### [TASK DESCRIPTION]
Using the data below, determine the number of lines that include the string "jack". Write only that number.
Segment Start: EXTRACTED INFORMATION
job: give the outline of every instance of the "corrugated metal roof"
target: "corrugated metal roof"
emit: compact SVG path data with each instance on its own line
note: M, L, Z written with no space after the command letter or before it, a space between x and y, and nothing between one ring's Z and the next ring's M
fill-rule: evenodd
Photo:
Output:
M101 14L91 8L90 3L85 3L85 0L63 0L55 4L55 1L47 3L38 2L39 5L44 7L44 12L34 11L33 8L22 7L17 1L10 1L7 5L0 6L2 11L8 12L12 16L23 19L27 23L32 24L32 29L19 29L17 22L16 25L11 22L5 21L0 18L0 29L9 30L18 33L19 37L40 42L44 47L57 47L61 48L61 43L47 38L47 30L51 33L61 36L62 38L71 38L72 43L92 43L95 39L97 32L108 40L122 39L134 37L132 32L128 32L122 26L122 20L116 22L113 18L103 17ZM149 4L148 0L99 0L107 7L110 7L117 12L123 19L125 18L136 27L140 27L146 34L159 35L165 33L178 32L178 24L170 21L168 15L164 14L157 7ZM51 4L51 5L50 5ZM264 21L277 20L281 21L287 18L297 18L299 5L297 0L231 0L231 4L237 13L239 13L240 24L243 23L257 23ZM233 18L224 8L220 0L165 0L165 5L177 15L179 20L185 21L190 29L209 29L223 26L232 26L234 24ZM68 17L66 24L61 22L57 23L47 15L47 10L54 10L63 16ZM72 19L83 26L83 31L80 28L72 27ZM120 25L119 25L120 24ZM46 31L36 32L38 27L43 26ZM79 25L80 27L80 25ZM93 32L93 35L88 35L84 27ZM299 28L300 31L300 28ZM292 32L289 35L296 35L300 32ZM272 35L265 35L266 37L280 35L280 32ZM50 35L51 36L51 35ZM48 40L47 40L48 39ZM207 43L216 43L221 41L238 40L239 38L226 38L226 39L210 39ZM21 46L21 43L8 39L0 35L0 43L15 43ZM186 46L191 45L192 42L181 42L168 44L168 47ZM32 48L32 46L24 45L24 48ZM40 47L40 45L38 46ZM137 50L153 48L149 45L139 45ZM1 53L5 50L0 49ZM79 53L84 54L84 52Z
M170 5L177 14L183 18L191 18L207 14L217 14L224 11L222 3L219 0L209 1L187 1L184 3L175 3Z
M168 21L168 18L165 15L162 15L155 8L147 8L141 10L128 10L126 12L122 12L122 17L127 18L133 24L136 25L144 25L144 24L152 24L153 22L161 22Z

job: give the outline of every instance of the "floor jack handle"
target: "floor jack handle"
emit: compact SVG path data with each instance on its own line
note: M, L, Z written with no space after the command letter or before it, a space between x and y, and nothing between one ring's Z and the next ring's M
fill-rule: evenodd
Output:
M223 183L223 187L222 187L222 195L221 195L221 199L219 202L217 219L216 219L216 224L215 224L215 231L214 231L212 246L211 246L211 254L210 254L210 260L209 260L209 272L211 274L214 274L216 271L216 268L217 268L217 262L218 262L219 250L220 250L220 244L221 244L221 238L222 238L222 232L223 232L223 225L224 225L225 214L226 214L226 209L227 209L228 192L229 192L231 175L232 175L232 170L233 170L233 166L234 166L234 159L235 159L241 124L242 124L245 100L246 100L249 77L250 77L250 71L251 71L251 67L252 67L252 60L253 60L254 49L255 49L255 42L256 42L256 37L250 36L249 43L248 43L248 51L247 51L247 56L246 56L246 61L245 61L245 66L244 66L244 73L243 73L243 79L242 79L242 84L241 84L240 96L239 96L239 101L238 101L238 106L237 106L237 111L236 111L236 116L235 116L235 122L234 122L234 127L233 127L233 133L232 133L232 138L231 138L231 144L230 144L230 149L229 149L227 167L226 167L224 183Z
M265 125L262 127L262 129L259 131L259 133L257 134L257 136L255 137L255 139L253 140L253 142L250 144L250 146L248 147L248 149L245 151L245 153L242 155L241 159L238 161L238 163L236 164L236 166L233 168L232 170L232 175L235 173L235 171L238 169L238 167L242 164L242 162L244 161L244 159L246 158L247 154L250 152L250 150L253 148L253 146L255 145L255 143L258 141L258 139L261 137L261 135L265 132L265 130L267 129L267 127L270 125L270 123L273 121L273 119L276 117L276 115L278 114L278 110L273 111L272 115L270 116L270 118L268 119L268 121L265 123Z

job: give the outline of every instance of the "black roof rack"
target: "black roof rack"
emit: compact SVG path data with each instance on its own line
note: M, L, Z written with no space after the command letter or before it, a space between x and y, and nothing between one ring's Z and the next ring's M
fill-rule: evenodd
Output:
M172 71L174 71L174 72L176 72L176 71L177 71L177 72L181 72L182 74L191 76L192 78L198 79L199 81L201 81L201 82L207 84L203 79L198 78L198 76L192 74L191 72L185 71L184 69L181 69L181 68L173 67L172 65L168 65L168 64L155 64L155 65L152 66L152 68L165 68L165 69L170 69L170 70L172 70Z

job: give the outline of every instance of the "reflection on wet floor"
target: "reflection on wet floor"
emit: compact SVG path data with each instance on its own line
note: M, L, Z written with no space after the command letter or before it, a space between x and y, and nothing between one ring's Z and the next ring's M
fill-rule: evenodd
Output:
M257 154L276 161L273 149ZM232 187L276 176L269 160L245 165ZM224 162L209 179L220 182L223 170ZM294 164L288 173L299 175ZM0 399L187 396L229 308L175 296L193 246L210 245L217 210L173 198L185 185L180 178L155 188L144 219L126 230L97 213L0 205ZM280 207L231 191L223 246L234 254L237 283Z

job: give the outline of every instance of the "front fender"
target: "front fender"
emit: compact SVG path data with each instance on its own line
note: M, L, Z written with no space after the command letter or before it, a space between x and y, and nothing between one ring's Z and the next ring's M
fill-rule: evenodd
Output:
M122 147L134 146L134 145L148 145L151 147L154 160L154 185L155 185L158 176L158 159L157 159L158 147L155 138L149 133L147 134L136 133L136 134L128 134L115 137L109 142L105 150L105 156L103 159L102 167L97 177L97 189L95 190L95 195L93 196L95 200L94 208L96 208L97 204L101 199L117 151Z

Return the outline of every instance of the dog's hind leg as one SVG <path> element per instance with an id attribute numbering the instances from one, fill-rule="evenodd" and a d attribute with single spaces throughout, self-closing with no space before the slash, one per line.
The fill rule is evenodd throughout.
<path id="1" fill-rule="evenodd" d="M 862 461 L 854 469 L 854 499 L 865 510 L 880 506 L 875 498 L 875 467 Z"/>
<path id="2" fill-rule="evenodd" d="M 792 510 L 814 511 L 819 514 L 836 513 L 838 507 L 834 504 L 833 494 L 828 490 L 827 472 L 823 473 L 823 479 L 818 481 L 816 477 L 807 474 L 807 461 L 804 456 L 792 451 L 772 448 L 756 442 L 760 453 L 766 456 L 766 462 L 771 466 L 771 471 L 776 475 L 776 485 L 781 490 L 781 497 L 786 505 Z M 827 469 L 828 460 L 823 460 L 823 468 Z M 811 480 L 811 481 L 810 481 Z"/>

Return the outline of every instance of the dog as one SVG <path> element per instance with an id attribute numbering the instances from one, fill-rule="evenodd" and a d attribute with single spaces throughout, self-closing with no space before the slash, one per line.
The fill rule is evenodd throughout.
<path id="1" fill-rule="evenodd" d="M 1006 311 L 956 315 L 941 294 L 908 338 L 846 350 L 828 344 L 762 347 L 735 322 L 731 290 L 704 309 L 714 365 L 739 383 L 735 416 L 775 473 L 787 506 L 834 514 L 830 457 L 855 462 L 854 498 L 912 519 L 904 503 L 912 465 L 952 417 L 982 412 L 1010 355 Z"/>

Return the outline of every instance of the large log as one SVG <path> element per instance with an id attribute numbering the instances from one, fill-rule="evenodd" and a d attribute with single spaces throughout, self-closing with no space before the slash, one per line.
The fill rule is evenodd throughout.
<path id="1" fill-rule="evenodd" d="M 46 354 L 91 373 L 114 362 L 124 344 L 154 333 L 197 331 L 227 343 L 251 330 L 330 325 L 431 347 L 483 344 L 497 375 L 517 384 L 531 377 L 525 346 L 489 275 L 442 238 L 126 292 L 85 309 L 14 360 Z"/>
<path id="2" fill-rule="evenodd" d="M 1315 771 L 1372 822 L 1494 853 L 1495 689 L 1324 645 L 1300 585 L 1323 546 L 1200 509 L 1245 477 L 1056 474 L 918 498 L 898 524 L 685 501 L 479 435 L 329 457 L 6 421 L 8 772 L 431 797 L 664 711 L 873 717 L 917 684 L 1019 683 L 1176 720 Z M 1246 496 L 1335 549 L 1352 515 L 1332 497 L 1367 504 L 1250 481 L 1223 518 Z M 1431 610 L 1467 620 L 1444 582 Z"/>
Segment End: EXTRACTED INFORMATION
### [ANSWER TO THIS EXERCISE]
2